◆ Your task
From the entries that follow, copy every line with the word "seated".
###
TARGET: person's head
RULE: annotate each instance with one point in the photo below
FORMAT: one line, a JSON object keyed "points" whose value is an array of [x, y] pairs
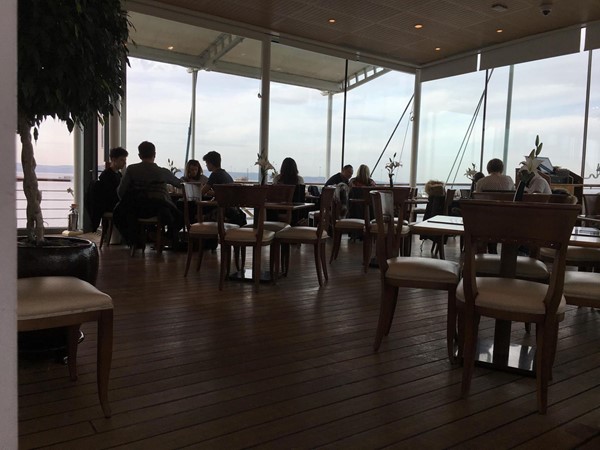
{"points": [[118, 158], [347, 172], [193, 170], [495, 166], [147, 151], [212, 160], [363, 175], [288, 173]]}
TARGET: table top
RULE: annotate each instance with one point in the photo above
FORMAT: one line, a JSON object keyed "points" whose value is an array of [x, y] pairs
{"points": [[440, 225]]}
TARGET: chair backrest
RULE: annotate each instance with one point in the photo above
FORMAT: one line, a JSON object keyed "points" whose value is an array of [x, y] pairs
{"points": [[591, 204], [508, 196], [388, 236], [191, 193], [233, 196], [514, 223]]}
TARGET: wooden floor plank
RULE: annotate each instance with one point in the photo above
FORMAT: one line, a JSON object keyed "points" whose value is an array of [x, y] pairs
{"points": [[293, 366]]}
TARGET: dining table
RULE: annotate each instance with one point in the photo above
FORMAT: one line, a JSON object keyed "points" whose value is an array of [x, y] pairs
{"points": [[500, 353]]}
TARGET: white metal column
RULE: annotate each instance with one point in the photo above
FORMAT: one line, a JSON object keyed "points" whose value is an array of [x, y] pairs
{"points": [[328, 143], [265, 98], [416, 125]]}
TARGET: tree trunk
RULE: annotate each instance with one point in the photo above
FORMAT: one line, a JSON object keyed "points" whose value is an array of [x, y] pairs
{"points": [[35, 220]]}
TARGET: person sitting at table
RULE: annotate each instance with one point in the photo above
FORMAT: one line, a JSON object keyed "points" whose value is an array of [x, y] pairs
{"points": [[103, 193], [495, 181], [193, 172], [363, 177], [538, 185], [341, 177], [288, 173], [143, 194]]}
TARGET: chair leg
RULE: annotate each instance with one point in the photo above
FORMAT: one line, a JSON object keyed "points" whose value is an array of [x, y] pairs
{"points": [[389, 295], [72, 343], [317, 255], [324, 261], [104, 357], [470, 344], [451, 325], [256, 256], [190, 252], [337, 242]]}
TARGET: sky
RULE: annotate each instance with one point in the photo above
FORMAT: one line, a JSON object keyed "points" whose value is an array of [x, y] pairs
{"points": [[548, 99]]}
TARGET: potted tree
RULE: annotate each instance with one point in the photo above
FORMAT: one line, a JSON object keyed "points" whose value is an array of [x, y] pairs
{"points": [[71, 57]]}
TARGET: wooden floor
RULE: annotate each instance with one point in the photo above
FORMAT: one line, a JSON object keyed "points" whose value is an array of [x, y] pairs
{"points": [[293, 367]]}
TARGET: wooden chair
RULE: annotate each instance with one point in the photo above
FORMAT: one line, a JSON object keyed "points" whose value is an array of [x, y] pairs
{"points": [[60, 301], [309, 235], [197, 230], [408, 272], [506, 298], [236, 196]]}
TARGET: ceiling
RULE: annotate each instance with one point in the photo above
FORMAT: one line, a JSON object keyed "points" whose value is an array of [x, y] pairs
{"points": [[225, 35]]}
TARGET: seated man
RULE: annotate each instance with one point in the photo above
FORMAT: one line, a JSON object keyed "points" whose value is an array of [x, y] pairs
{"points": [[495, 181], [104, 195], [143, 193], [341, 177]]}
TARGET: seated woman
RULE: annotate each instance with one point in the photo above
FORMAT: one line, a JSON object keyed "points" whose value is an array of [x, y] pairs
{"points": [[288, 173], [193, 172]]}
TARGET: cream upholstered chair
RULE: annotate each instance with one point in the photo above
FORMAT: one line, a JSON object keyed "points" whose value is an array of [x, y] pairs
{"points": [[408, 272], [232, 196], [506, 298], [401, 196], [316, 236], [197, 230], [582, 288], [56, 301], [340, 223]]}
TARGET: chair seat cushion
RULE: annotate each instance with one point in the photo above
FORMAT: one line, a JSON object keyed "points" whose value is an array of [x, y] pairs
{"points": [[300, 234], [207, 228], [247, 235], [509, 294], [532, 268], [575, 254], [41, 297], [275, 226], [355, 224], [582, 285], [422, 269]]}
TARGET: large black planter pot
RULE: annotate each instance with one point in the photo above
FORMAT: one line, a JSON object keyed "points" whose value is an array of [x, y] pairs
{"points": [[60, 256]]}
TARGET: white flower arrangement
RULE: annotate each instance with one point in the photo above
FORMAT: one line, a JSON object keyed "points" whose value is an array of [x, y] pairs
{"points": [[471, 172], [531, 162]]}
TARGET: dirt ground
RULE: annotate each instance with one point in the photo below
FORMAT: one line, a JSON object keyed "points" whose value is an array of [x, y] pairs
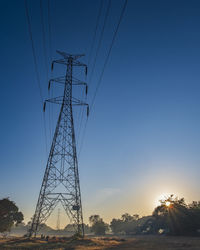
{"points": [[105, 243]]}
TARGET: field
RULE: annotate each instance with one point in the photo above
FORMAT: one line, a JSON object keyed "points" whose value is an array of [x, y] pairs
{"points": [[103, 243]]}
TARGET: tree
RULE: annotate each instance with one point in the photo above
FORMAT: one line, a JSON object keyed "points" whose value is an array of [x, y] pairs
{"points": [[9, 215], [98, 226], [127, 224], [176, 217]]}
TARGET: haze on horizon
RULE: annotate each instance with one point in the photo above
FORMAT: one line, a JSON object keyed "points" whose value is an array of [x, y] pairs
{"points": [[142, 139]]}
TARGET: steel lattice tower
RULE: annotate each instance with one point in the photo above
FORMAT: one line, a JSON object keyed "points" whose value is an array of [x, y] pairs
{"points": [[61, 178]]}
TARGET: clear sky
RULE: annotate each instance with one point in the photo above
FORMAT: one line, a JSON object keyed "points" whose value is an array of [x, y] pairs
{"points": [[143, 135]]}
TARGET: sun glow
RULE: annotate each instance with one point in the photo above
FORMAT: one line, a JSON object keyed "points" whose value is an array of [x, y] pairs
{"points": [[160, 198], [167, 203]]}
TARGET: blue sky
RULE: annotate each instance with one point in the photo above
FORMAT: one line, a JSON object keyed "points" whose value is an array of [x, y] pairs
{"points": [[143, 135]]}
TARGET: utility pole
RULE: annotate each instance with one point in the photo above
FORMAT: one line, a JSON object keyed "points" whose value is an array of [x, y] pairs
{"points": [[61, 177]]}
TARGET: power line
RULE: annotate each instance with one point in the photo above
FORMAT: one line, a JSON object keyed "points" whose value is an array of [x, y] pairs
{"points": [[80, 116], [103, 70], [45, 56], [100, 40], [109, 52], [36, 68], [95, 31]]}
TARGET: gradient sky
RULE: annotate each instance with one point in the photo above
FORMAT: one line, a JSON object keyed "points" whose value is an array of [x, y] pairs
{"points": [[143, 135]]}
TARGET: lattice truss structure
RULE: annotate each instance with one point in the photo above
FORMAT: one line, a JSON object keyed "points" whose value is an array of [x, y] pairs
{"points": [[61, 178]]}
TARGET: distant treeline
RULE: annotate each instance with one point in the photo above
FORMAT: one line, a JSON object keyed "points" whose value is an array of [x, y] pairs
{"points": [[172, 217]]}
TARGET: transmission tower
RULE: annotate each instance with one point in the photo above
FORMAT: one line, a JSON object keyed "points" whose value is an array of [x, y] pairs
{"points": [[61, 178], [58, 220]]}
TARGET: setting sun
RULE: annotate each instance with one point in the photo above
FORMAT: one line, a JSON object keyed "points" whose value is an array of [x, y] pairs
{"points": [[167, 203]]}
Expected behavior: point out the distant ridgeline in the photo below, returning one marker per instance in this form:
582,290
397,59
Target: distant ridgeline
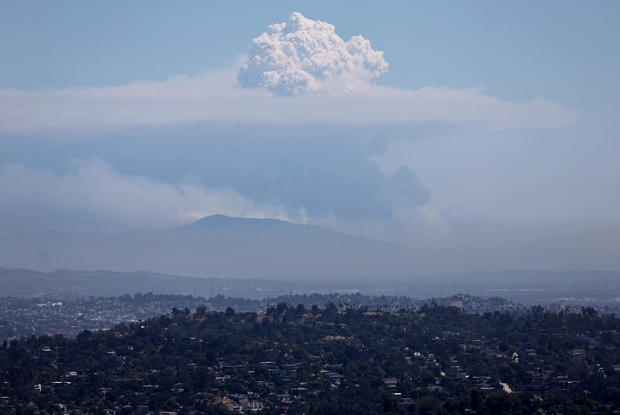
295,360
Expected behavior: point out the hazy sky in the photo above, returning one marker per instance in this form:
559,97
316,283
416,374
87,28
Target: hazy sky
447,125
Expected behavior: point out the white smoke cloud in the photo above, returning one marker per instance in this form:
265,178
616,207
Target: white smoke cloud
###
◆ Exercise result
TARGET: seated man
TARGET: seated woman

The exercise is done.